Required work: Work through the data line by line, gathering every line that has the word "stone".

Items listed in a dataset:
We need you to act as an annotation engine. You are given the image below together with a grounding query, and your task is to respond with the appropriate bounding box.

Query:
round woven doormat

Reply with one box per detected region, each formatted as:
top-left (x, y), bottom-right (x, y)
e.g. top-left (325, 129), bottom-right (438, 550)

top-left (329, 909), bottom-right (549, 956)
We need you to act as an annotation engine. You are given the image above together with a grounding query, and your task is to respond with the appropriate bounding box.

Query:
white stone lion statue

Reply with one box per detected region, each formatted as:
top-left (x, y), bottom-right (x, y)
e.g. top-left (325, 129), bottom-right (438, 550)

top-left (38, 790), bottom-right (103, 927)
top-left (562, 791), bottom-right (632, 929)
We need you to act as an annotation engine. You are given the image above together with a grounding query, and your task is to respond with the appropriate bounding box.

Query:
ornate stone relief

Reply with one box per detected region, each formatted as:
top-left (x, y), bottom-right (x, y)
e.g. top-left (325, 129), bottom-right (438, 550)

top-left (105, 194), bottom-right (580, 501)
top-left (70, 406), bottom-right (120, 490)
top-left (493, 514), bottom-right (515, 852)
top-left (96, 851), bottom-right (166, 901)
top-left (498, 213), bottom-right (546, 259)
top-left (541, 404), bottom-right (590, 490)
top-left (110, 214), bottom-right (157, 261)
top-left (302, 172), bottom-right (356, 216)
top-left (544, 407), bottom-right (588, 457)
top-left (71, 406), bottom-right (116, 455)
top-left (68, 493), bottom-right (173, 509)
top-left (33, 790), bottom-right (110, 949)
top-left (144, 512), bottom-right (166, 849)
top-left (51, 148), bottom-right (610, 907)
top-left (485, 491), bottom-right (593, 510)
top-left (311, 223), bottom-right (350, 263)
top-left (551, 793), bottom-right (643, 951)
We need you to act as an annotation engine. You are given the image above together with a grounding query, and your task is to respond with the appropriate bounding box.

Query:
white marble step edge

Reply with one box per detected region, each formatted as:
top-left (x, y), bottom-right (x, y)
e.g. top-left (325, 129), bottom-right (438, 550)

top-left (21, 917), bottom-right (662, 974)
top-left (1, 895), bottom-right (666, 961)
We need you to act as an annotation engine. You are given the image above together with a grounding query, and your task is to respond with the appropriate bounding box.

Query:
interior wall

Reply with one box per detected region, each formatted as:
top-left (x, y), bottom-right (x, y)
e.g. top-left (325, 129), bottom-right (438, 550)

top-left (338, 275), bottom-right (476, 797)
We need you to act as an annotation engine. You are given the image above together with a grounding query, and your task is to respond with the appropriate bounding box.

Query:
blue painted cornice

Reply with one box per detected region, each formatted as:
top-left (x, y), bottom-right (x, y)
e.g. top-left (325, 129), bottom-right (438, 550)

Your response:
white stone lion statue
ornate stone relief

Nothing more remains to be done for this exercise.